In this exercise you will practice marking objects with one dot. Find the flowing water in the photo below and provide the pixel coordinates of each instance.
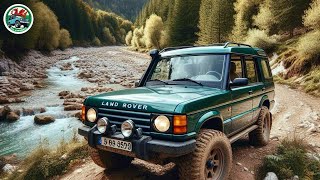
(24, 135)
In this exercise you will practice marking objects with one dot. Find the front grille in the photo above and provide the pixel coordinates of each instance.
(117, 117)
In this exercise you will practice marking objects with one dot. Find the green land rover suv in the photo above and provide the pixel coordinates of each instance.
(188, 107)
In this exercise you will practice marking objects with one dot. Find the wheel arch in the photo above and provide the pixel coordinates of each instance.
==
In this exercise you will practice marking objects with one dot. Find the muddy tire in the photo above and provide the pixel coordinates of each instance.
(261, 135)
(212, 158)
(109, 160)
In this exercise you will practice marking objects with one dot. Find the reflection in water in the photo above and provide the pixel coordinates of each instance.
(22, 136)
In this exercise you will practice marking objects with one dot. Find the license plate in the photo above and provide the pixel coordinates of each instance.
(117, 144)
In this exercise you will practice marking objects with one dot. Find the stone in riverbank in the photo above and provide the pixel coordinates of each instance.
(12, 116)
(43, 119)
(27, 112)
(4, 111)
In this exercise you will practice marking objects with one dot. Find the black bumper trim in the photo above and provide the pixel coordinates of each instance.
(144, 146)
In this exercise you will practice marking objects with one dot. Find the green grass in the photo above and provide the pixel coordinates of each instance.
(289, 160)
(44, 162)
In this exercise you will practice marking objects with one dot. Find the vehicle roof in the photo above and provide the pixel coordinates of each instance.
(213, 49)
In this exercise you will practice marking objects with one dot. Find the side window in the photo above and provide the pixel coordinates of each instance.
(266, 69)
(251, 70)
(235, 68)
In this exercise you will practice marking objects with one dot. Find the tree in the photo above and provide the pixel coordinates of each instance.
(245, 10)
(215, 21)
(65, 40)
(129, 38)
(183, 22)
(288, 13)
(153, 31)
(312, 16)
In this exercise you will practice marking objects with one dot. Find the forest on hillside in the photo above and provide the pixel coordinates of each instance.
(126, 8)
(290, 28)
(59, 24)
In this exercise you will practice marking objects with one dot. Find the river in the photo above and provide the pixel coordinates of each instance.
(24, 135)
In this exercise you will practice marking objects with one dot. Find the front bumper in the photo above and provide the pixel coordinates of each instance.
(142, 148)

- _WHAT IS EXPECTED_
Reproduce exactly the lines above starting at the line containing "Find the flowing" and ending at the line containing "Find the wheel", including both, but not the pictures.

- _RESPONSE_
In this exercise you will practice marking objects with one dot. Find the flowing water in the photo below and provide the pixel coordinates of each instance.
(24, 135)
In this exercise you will practice marking objects with one dot. Find the front grille in the photo above and provide the pixel coordinates of each instance.
(117, 117)
In this exercise you will practice marking objects with one dot. Find the green land rover suv in the photo above and provide the pixel coordinates of each instance.
(188, 107)
In this exercise you will practice marking objects with one dot. Find the wheel arch in the photo above and provide the pixel coordinates of each instance.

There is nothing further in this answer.